[Task to complete] Leave the pictures out, and retype all of the material exactly as written.

-- begin Given information --

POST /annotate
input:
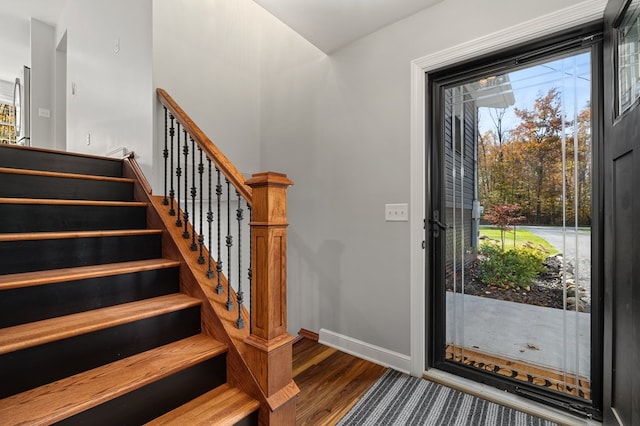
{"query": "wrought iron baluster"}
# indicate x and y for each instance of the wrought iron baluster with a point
(250, 269)
(194, 193)
(209, 220)
(201, 236)
(229, 245)
(178, 176)
(165, 155)
(185, 215)
(239, 217)
(219, 288)
(172, 193)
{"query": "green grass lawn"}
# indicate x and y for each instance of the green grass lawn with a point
(522, 236)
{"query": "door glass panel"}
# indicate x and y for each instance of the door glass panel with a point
(629, 57)
(517, 179)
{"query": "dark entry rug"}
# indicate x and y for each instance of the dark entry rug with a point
(400, 399)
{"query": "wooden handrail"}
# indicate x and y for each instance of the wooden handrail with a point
(210, 149)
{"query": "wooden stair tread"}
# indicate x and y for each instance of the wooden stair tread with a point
(67, 153)
(225, 405)
(40, 332)
(25, 236)
(63, 175)
(52, 276)
(56, 401)
(52, 201)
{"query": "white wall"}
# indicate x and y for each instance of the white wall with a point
(340, 128)
(207, 57)
(42, 84)
(14, 45)
(109, 63)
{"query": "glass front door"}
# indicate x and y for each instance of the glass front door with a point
(512, 226)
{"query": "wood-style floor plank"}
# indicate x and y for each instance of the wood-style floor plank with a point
(330, 382)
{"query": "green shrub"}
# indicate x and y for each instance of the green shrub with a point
(516, 267)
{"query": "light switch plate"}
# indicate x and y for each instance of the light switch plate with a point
(396, 212)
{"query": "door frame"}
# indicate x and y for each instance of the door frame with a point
(545, 25)
(622, 141)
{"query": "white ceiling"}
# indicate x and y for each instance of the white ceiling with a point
(44, 10)
(332, 24)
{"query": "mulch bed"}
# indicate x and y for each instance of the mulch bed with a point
(546, 289)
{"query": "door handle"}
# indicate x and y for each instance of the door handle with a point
(438, 225)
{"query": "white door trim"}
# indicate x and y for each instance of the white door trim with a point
(573, 16)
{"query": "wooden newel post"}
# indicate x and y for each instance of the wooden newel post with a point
(269, 347)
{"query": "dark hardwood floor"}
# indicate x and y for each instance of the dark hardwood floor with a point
(330, 382)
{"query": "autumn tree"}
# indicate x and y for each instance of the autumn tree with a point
(505, 217)
(538, 141)
(525, 165)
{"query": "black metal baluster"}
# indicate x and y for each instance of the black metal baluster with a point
(165, 154)
(219, 288)
(209, 220)
(229, 245)
(250, 270)
(178, 176)
(172, 193)
(201, 236)
(194, 193)
(239, 217)
(185, 215)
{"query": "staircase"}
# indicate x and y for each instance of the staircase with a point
(94, 328)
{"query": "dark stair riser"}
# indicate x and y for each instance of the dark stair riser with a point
(58, 162)
(39, 255)
(39, 365)
(56, 187)
(151, 401)
(18, 218)
(27, 304)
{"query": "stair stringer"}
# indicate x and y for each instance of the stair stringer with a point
(217, 321)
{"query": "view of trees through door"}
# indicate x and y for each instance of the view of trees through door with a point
(514, 219)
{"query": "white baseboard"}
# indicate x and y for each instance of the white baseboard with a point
(120, 152)
(365, 350)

-- end Given information --

[Result below]
POST /annotate
input:
{"query": "wrought iron baluster"}
# indicate x and y for each instance of the wrought iron baluster with a point
(250, 269)
(194, 193)
(209, 220)
(201, 236)
(229, 245)
(178, 176)
(165, 155)
(185, 215)
(239, 217)
(219, 288)
(172, 193)
{"query": "green grass lawn"}
# indicate x and y for each instance of the green grass lawn with a point
(522, 236)
{"query": "door glass panel"}
# indicate x and y for each instance of the door glass panel with a point
(629, 57)
(517, 179)
{"query": "dark entry rug"}
# indicate x and y for each instance of the dark entry rug with a point
(400, 399)
{"query": "wooden handrail"}
# indicate x and y for each instance of the wooden handrail with a point
(210, 149)
{"query": "wooden stair tread"}
# indicate x and y for each instance of the wooden stair tread with a point
(67, 153)
(225, 405)
(40, 332)
(25, 236)
(63, 175)
(52, 276)
(56, 401)
(52, 201)
{"query": "white wall"}
# indicate x and y for each instance of the white wall with a point
(340, 128)
(207, 57)
(42, 84)
(14, 45)
(109, 63)
{"query": "glass front door"}
# indicate x and y for each instance of the glass front door with a point
(512, 226)
{"query": "wood-style floor plank"}
# indicate x and y for each instance of the wood-style floor plank with a point
(330, 382)
{"query": "green shrub"}
# indicate x and y for each instance of the green shrub with a point
(516, 267)
{"query": "light switch plate"}
# indicate x and y for each instance of the light switch plate with a point
(396, 212)
{"query": "door frame"}
# indicate x and y for each instance of the door frame with a point
(545, 25)
(622, 141)
{"query": "white ceiling"}
# indicate x and y for each instance of the white ceiling with a point
(44, 10)
(332, 24)
{"query": "mulch bed"}
# indicate x and y for each instance of the mulch bed with a point
(546, 289)
{"query": "door handle"}
# indicate x and y for each instance of the door handle with a point
(438, 225)
{"query": "white door trim"}
# indicate x and y for each instance of the white door trim with a point
(573, 16)
{"query": "wooden newel post"}
# indicate x and y for each instance of the wooden newel post with a point
(269, 347)
{"query": "dark hardwood floor"}
# indicate x and y for each instance of the dark hardwood floor with a point
(330, 382)
{"query": "autumn tree"}
# indicate x and y for each instance of the autumn tree with a point
(505, 217)
(538, 141)
(525, 165)
{"query": "black metal baluster"}
# indicate x and y for each instance of the black metal baluster with a point
(165, 154)
(219, 288)
(209, 220)
(229, 245)
(250, 270)
(178, 176)
(172, 193)
(201, 236)
(194, 193)
(239, 217)
(185, 215)
{"query": "staircase"}
# indicate x and y for each instance of the staircase with a point
(94, 328)
{"query": "dark stair riser"}
# indicate x and y for each instance of the dark stair riser with a point
(58, 162)
(39, 255)
(39, 365)
(56, 187)
(151, 401)
(18, 218)
(27, 304)
{"query": "stair stringer"}
# indicate x and y for each instance of the stair stringer with a point
(217, 321)
{"query": "view of trees through door"}
# indicate x and y for each instance of the view of trees through door with a point
(514, 219)
{"query": "white baseboard"}
# indicate x and y for each instance of the white baseboard with a point
(120, 152)
(365, 350)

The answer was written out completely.